**Task to complete**
Copy the rows verbatim from the beginning through the line containing "0 235 333 326", inclusive, omitting the pictures.

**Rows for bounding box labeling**
....................

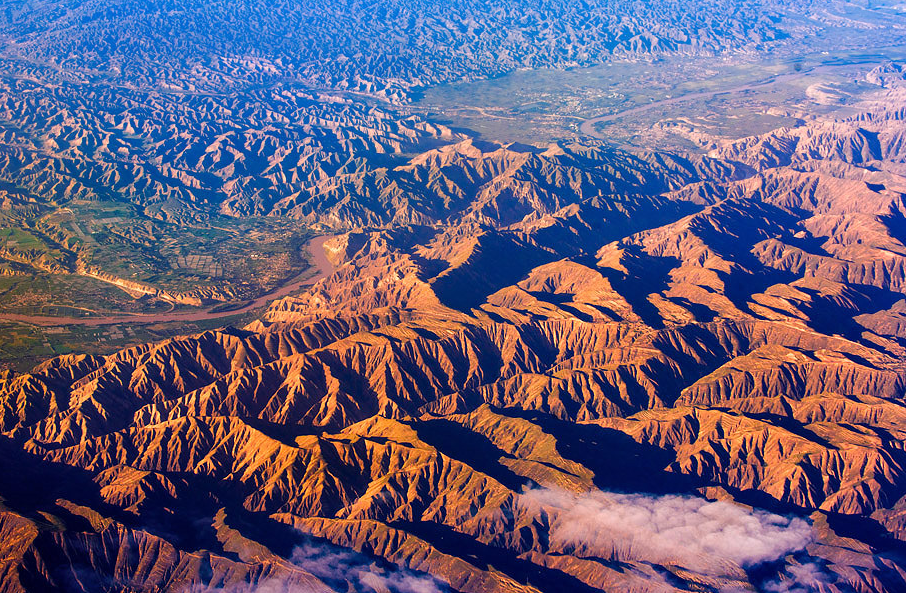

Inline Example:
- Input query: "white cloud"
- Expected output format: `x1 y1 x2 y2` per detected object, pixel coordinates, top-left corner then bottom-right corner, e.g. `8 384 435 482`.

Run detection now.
522 488 814 573
187 544 445 593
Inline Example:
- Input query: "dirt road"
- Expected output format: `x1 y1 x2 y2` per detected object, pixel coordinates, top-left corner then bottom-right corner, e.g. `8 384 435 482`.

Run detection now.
0 235 333 326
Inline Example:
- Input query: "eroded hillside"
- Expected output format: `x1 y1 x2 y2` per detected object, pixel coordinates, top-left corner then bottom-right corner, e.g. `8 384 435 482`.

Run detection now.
0 76 906 593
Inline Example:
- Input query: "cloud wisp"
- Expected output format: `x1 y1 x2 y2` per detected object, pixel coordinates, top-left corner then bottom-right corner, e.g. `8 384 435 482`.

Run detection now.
521 488 831 593
291 544 441 593
191 543 449 593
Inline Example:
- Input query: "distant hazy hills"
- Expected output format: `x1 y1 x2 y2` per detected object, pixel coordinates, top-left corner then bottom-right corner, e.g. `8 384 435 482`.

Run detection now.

....................

**The answer**
Inline Example:
- Input query: "white cloud"
- Expected output format: `x1 y1 x2 y2` per detected object, pixel coordinates, top-left corner then bottom-right corner, e.g. `8 384 435 482`.

Run detection now.
522 488 814 573
187 544 445 593
Inline Example:
- Input query: "dirt road"
- Expected output format: `x1 y1 x2 y2` per detected object, pixel coordinates, top-left corner then bottom-right corner, e.g. `8 384 435 482`.

Run detection now.
0 235 333 326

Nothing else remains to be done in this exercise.